DIRECTIONS:
Arrange every line of the records below as a Markdown table with the columns Row and Line, numbering the rows and skipping any blank lines. Leave the pictures out of the table.

:: DATA SECTION ::

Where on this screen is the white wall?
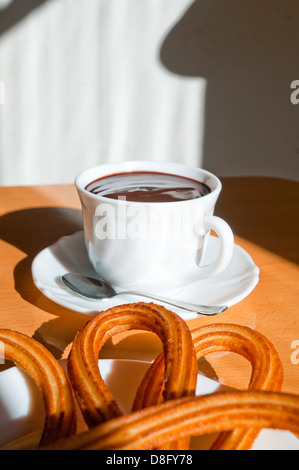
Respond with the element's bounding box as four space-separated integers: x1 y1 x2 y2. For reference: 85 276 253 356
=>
0 0 299 185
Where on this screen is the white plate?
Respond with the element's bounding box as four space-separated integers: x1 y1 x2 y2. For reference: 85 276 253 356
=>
0 359 299 450
32 232 259 320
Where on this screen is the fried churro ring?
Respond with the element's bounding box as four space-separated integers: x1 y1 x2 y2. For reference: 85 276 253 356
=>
68 302 197 428
133 323 283 450
42 390 299 450
0 329 76 446
192 324 283 450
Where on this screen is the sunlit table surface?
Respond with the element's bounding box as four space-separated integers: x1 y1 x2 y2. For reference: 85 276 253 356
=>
0 177 299 393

:::

TASK OUTPUT:
| Row | Line |
|---|---|
| 1 | Where on this screen is the white wall? |
| 2 | Respond with the element's bounding box as four space-separated integers: x1 y1 x2 y2. For reference: 85 276 253 356 |
| 3 | => |
| 4 | 0 0 299 185 |
| 5 | Where on this screen is the white plate? |
| 6 | Respond with the element's bounding box as four space-separated integers: x1 y1 x2 y2. For reference: 85 276 253 356 |
| 7 | => |
| 8 | 0 359 299 450 |
| 9 | 32 232 259 320 |
| 10 | Where on this screen is the fried churro ring? |
| 11 | Respond with the element's bounding box as four space-separated integers: x1 y1 x2 y2. For reference: 85 276 253 356 |
| 12 | => |
| 13 | 68 302 197 428 |
| 14 | 133 323 283 450 |
| 15 | 42 390 299 450 |
| 16 | 0 329 76 446 |
| 17 | 192 324 283 450 |
| 18 | Where on this screen is the sunlit table surface? |
| 19 | Respond with the element's bounding box as four space-separated integers: x1 y1 x2 y2. For reference: 85 276 253 356 |
| 20 | => |
| 21 | 0 177 299 393 |